Challenge:
Only the pictures are omitted; repeat all other data exactly.

● ● ● ● ● ● ●

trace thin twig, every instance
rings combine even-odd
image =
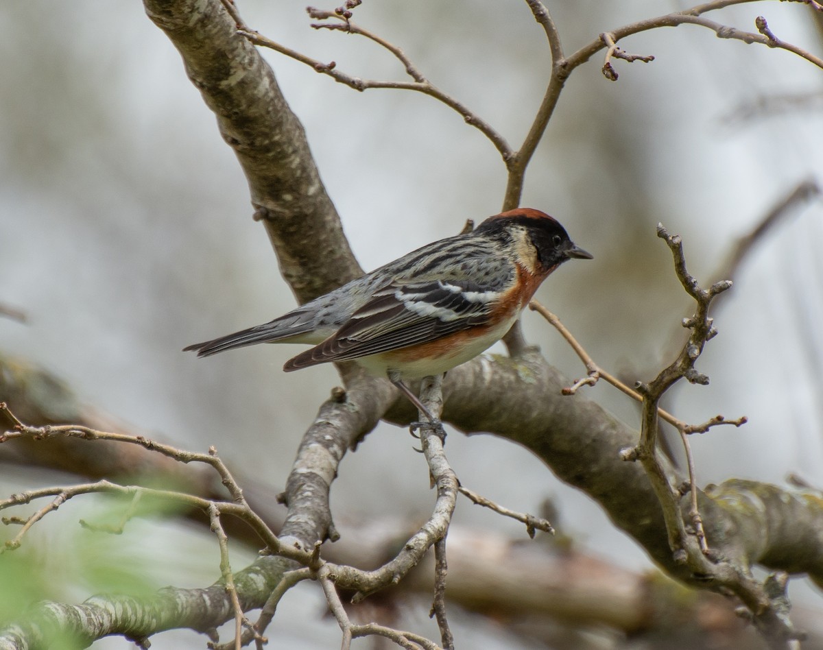
[[[689,468],[689,519],[695,529],[695,537],[700,545],[700,551],[704,555],[709,555],[709,542],[706,541],[706,532],[703,527],[703,518],[700,516],[700,510],[697,507],[697,480],[695,471],[695,458],[691,455],[691,445],[689,443],[689,436],[685,431],[680,431],[680,439],[683,443],[683,449],[686,451],[686,462]]]
[[[351,648],[351,621],[349,620],[349,615],[346,613],[343,603],[340,601],[340,596],[334,587],[334,583],[324,573],[325,572],[321,572],[318,580],[320,582],[320,587],[323,587],[323,592],[326,596],[328,610],[337,621],[340,631],[343,633],[340,650],[350,650]]]
[[[615,43],[615,37],[613,34],[610,34],[606,31],[600,35],[600,38],[602,39],[603,43],[606,44],[606,58],[603,62],[602,72],[603,77],[608,79],[610,81],[616,81],[619,75],[617,71],[615,70],[614,66],[611,65],[611,58],[622,58],[624,61],[628,61],[630,63],[635,61],[642,61],[644,63],[650,63],[654,60],[654,57],[651,54],[630,54],[627,52],[617,47],[617,44]]]
[[[33,438],[35,440],[46,440],[49,438],[80,438],[84,440],[113,440],[118,443],[128,443],[136,444],[149,451],[157,452],[170,458],[173,458],[179,462],[203,462],[212,467],[221,477],[221,481],[235,503],[245,504],[246,501],[243,496],[243,490],[235,481],[229,468],[226,467],[223,461],[217,456],[217,450],[212,446],[209,448],[208,453],[197,453],[194,452],[184,451],[172,447],[170,444],[164,444],[146,438],[142,435],[126,435],[125,434],[116,434],[109,431],[100,431],[87,426],[78,425],[62,425],[46,426],[29,426],[24,425],[9,411],[5,402],[0,402],[0,411],[5,411],[7,416],[14,423],[15,431],[6,431],[0,434],[0,443],[14,440],[18,438]]]
[[[443,537],[435,544],[435,597],[431,604],[429,618],[437,620],[440,630],[440,640],[444,650],[454,650],[454,637],[449,627],[446,616],[446,578],[449,575],[449,564],[446,562],[446,538]]]
[[[311,57],[306,56],[305,54],[302,54],[296,50],[287,48],[285,45],[281,45],[277,41],[272,40],[258,32],[249,29],[247,26],[240,27],[238,29],[237,33],[249,39],[249,40],[255,45],[262,45],[263,47],[269,48],[276,52],[279,52],[281,54],[309,66],[316,72],[328,75],[334,79],[334,81],[345,84],[351,88],[354,88],[356,91],[363,91],[371,88],[391,88],[394,90],[414,91],[416,92],[421,92],[424,95],[434,97],[435,100],[438,100],[459,113],[467,124],[474,127],[483,133],[483,135],[485,135],[495,146],[498,152],[500,152],[500,156],[503,157],[504,160],[508,160],[512,156],[511,147],[509,146],[509,143],[506,142],[505,138],[503,137],[503,136],[497,132],[497,131],[495,131],[491,124],[480,118],[464,104],[454,99],[448,93],[444,92],[430,81],[426,81],[425,77],[417,70],[414,64],[412,63],[407,58],[406,58],[406,55],[402,53],[402,51],[399,48],[388,44],[388,41],[384,41],[383,39],[380,39],[371,32],[364,30],[351,21],[349,21],[346,31],[365,36],[384,47],[388,46],[387,49],[388,51],[403,62],[406,66],[406,72],[415,81],[377,81],[374,79],[361,79],[358,77],[351,77],[337,70],[337,63],[333,61],[328,63],[318,61]],[[401,58],[400,55],[402,55],[402,58]]]
[[[510,517],[512,519],[516,519],[518,522],[522,522],[526,524],[526,532],[528,533],[528,536],[534,539],[534,535],[536,531],[542,531],[543,532],[550,533],[551,535],[555,534],[555,529],[551,526],[551,523],[548,519],[543,519],[541,517],[535,517],[532,514],[526,514],[525,513],[518,513],[514,510],[509,510],[508,508],[504,508],[499,504],[495,504],[494,501],[486,499],[484,496],[481,496],[477,492],[469,490],[467,487],[460,485],[458,490],[460,490],[461,494],[467,497],[472,500],[472,503],[477,505],[481,505],[484,508],[488,508],[491,510],[494,510],[498,514],[502,514],[504,517]]]
[[[223,530],[223,524],[220,521],[220,509],[216,504],[212,504],[208,508],[209,522],[211,522],[212,532],[217,537],[217,545],[220,547],[220,573],[226,583],[226,592],[229,594],[231,601],[231,608],[235,612],[235,650],[240,650],[242,648],[243,626],[250,628],[251,624],[243,614],[243,608],[240,606],[239,598],[237,597],[237,587],[235,586],[235,574],[231,570],[231,564],[229,562],[229,538]]]
[[[726,261],[711,277],[715,280],[723,278],[733,280],[737,275],[741,264],[766,234],[787,219],[796,207],[811,199],[820,200],[821,197],[823,197],[823,190],[813,179],[798,183],[786,196],[770,208],[748,234],[741,237],[737,241]]]
[[[548,321],[549,323],[560,333],[560,336],[566,340],[566,342],[568,342],[570,346],[571,346],[572,349],[580,358],[580,360],[583,361],[584,365],[586,366],[586,370],[588,372],[587,376],[582,379],[578,379],[571,386],[564,388],[564,395],[574,395],[577,392],[578,389],[583,388],[584,386],[593,386],[598,380],[603,379],[607,383],[611,383],[621,392],[628,395],[635,402],[643,402],[643,396],[639,392],[630,388],[613,374],[597,365],[591,355],[589,355],[589,354],[586,351],[585,348],[580,345],[579,341],[574,338],[574,336],[569,331],[569,329],[563,324],[556,314],[550,312],[546,309],[546,307],[538,303],[537,300],[532,300],[528,304],[528,308],[532,311],[537,312],[537,313],[546,318],[546,320]],[[686,323],[684,323],[684,326],[685,324]],[[663,420],[666,420],[677,429],[678,431],[682,431],[686,434],[703,434],[708,431],[709,428],[718,425],[736,425],[737,426],[740,426],[746,421],[745,416],[737,420],[726,420],[723,419],[723,416],[717,416],[715,418],[713,418],[711,420],[709,420],[709,422],[704,423],[703,425],[689,425],[662,408],[658,409],[658,415]],[[718,420],[718,418],[719,418],[719,420]]]
[[[80,520],[80,525],[84,528],[90,531],[95,531],[96,532],[108,532],[110,535],[122,535],[123,530],[126,528],[126,524],[134,517],[134,513],[137,510],[137,506],[140,504],[140,499],[143,495],[142,492],[139,490],[135,491],[134,496],[132,497],[132,503],[128,504],[128,508],[123,513],[123,517],[120,518],[120,521],[115,526],[107,526],[105,524],[99,523],[91,523],[86,522],[85,519]]]
[[[9,305],[3,304],[2,303],[0,303],[0,316],[5,316],[7,318],[11,318],[12,320],[17,321],[18,323],[26,323],[28,319],[28,317],[26,315],[26,312],[16,309],[14,307],[10,307]]]

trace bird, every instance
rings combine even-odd
[[[593,259],[553,217],[521,207],[439,239],[272,321],[184,348],[198,357],[257,343],[308,343],[291,372],[353,360],[383,376],[435,422],[407,382],[439,375],[500,341],[541,283],[570,259]]]

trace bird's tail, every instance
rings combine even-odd
[[[184,352],[197,351],[198,356],[211,356],[226,350],[237,347],[253,346],[256,343],[277,343],[290,341],[300,343],[312,342],[313,326],[300,315],[287,314],[286,317],[276,318],[271,323],[257,325],[249,329],[226,334],[225,337],[195,343],[183,348]]]

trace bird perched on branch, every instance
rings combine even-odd
[[[255,343],[309,343],[314,347],[286,361],[284,370],[351,360],[388,377],[428,415],[404,380],[444,373],[500,341],[568,259],[592,255],[546,213],[510,210],[273,321],[185,350],[208,356]]]

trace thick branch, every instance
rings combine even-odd
[[[220,0],[145,0],[179,51],[249,181],[255,218],[300,302],[361,275],[314,165],[305,133],[271,67]]]

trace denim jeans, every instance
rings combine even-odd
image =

● ● ● ● ● ● ●

Exercise output:
trace thin twig, every instance
rings combine even-odd
image =
[[[689,468],[689,519],[695,529],[695,537],[700,545],[700,551],[704,555],[709,555],[709,542],[706,541],[706,532],[703,527],[703,518],[700,516],[700,510],[697,507],[697,480],[695,471],[695,458],[691,455],[691,445],[689,443],[689,436],[685,431],[680,431],[680,439],[683,443],[683,449],[686,451],[686,462]]]
[[[351,648],[351,621],[349,620],[349,615],[346,613],[343,603],[340,601],[340,596],[334,587],[334,583],[324,573],[325,572],[321,572],[318,580],[320,582],[320,587],[323,587],[323,592],[326,596],[328,610],[337,621],[340,631],[343,633],[340,650],[350,650]]]
[[[615,43],[615,37],[613,34],[610,34],[606,31],[600,35],[600,38],[602,39],[603,43],[606,44],[606,58],[603,62],[602,72],[603,77],[608,79],[610,81],[616,81],[619,75],[617,71],[615,70],[614,66],[611,65],[611,58],[622,58],[624,61],[628,61],[630,63],[635,61],[642,61],[644,63],[650,63],[654,60],[654,57],[651,54],[630,54],[627,52],[617,47],[617,44]]]
[[[33,438],[35,440],[46,440],[49,438],[80,438],[84,440],[113,440],[118,443],[128,443],[136,444],[149,451],[157,452],[170,458],[173,458],[179,462],[203,462],[212,467],[221,477],[221,481],[235,503],[245,504],[246,501],[243,496],[243,490],[235,481],[229,468],[226,467],[223,461],[217,456],[217,450],[212,446],[209,448],[208,453],[197,453],[194,452],[184,451],[172,447],[170,444],[164,444],[146,438],[142,435],[126,435],[125,434],[116,434],[109,431],[100,431],[87,426],[78,425],[62,425],[46,426],[29,426],[24,425],[9,411],[5,402],[0,402],[0,411],[5,411],[7,416],[14,423],[15,431],[6,431],[0,434],[0,443],[14,440],[18,438]]]
[[[443,537],[435,544],[435,597],[431,604],[429,618],[437,620],[440,630],[440,640],[444,650],[454,650],[454,637],[449,627],[446,616],[446,578],[449,575],[449,564],[446,562],[446,538]]]
[[[311,57],[306,56],[305,54],[302,54],[296,50],[287,48],[285,45],[281,45],[277,41],[272,40],[258,32],[249,29],[247,26],[240,27],[238,29],[237,33],[249,39],[249,40],[255,45],[262,45],[263,47],[269,48],[276,52],[279,52],[281,54],[309,66],[316,72],[328,75],[334,79],[334,81],[345,84],[351,88],[354,88],[356,91],[363,91],[371,88],[391,88],[394,90],[414,91],[416,92],[421,92],[424,95],[434,97],[435,100],[438,100],[459,113],[467,124],[474,127],[483,133],[483,135],[485,135],[495,146],[498,152],[500,152],[500,156],[503,157],[504,160],[508,160],[512,156],[511,147],[509,146],[509,143],[506,142],[505,138],[503,137],[503,136],[497,132],[497,131],[495,131],[491,124],[480,118],[464,104],[454,99],[448,93],[444,92],[430,81],[426,81],[425,77],[417,70],[414,64],[412,63],[407,58],[406,58],[406,55],[402,53],[402,51],[399,48],[388,44],[388,41],[384,41],[383,39],[380,39],[371,32],[364,30],[351,21],[349,21],[346,31],[365,36],[384,47],[388,46],[387,49],[388,51],[403,62],[406,66],[406,72],[415,81],[377,81],[374,79],[361,79],[358,77],[351,77],[337,70],[337,63],[333,61],[328,63],[318,61]],[[401,58],[400,55],[402,55],[402,58]]]
[[[510,517],[512,519],[516,519],[518,522],[522,522],[526,524],[526,532],[528,533],[528,536],[534,539],[534,535],[536,531],[542,531],[543,532],[550,533],[551,535],[555,534],[555,529],[551,526],[551,523],[548,519],[543,519],[541,517],[535,517],[532,514],[526,514],[525,513],[518,513],[514,510],[509,510],[508,508],[504,508],[499,504],[495,504],[494,501],[486,499],[484,496],[481,496],[477,492],[469,490],[467,487],[460,485],[458,490],[460,490],[461,494],[467,497],[472,500],[472,503],[477,505],[481,505],[484,508],[488,508],[491,510],[494,510],[498,514],[502,514],[504,517]]]
[[[223,530],[223,524],[220,521],[220,509],[216,504],[212,504],[208,508],[209,522],[211,522],[212,532],[217,537],[217,545],[220,547],[220,573],[226,583],[226,592],[229,594],[231,601],[231,608],[235,612],[235,650],[240,650],[242,648],[243,626],[250,628],[251,624],[243,614],[243,608],[240,606],[239,598],[237,597],[237,587],[235,586],[235,574],[231,570],[231,564],[229,562],[229,538]]]
[[[726,261],[711,277],[715,280],[723,278],[733,280],[737,275],[741,264],[766,234],[787,219],[796,207],[811,199],[820,200],[821,197],[823,197],[823,190],[813,179],[798,183],[786,196],[770,208],[748,234],[741,237],[737,241]]]
[[[548,321],[549,323],[560,333],[560,336],[566,340],[566,342],[568,342],[570,346],[571,346],[572,349],[580,358],[580,360],[583,361],[584,365],[586,366],[586,370],[588,372],[587,376],[582,379],[578,379],[571,386],[564,388],[564,395],[574,395],[577,392],[578,389],[583,388],[584,386],[593,386],[598,380],[603,379],[607,383],[611,383],[621,392],[628,395],[635,402],[643,402],[643,396],[639,392],[630,388],[613,374],[597,365],[591,355],[589,355],[589,354],[586,351],[585,348],[580,345],[579,341],[574,338],[574,336],[569,331],[569,329],[563,324],[556,314],[550,312],[546,309],[546,307],[538,303],[537,300],[532,300],[528,304],[528,308],[532,311],[537,312],[537,313],[546,318],[546,320]],[[686,323],[684,323],[684,326],[685,324]],[[663,420],[666,420],[677,429],[678,431],[682,431],[686,434],[703,434],[708,431],[709,428],[718,425],[736,425],[737,426],[740,426],[746,421],[745,416],[737,420],[726,420],[723,419],[723,416],[717,416],[715,418],[713,418],[711,420],[709,420],[709,422],[704,423],[703,425],[689,425],[662,408],[658,409],[658,415]],[[718,420],[718,418],[719,418],[719,420]]]
[[[80,520],[80,525],[84,528],[90,531],[95,531],[96,532],[108,532],[110,535],[122,535],[123,530],[126,528],[126,524],[134,517],[134,513],[137,510],[137,506],[140,504],[140,499],[143,495],[142,492],[139,490],[135,491],[134,496],[132,497],[132,503],[128,504],[128,508],[123,513],[123,517],[120,518],[120,521],[115,526],[107,526],[105,524],[99,523],[91,523],[86,522],[85,519]]]
[[[9,305],[3,304],[2,303],[0,303],[0,316],[5,316],[7,318],[11,318],[12,320],[17,321],[18,323],[26,323],[28,319],[28,317],[26,315],[26,312],[16,309],[14,307],[10,307]]]

trace bird, every instance
rings combine even-odd
[[[593,259],[553,217],[521,207],[439,239],[272,321],[184,348],[198,357],[257,343],[308,343],[291,372],[353,360],[383,376],[435,422],[407,382],[439,375],[500,341],[541,283],[570,259]]]

trace bird's tail, every instance
rings combine even-odd
[[[184,352],[197,351],[198,356],[211,356],[226,350],[237,347],[253,346],[256,343],[277,343],[290,341],[300,343],[312,342],[313,326],[300,315],[287,314],[286,317],[276,318],[271,323],[257,325],[249,329],[226,334],[225,337],[195,343],[183,348]]]

trace bird perched on branch, every instance
rings combine even-odd
[[[255,343],[309,343],[314,347],[286,361],[284,370],[351,360],[388,377],[428,415],[404,380],[444,373],[500,341],[568,259],[592,255],[546,213],[510,210],[273,321],[185,350],[208,356]]]

trace thick branch, every instance
rings combine even-odd
[[[220,0],[145,0],[179,51],[249,181],[255,218],[300,302],[361,275],[314,165],[305,133],[271,67]]]

trace denim jeans, every instance
rings combine even-odd
image =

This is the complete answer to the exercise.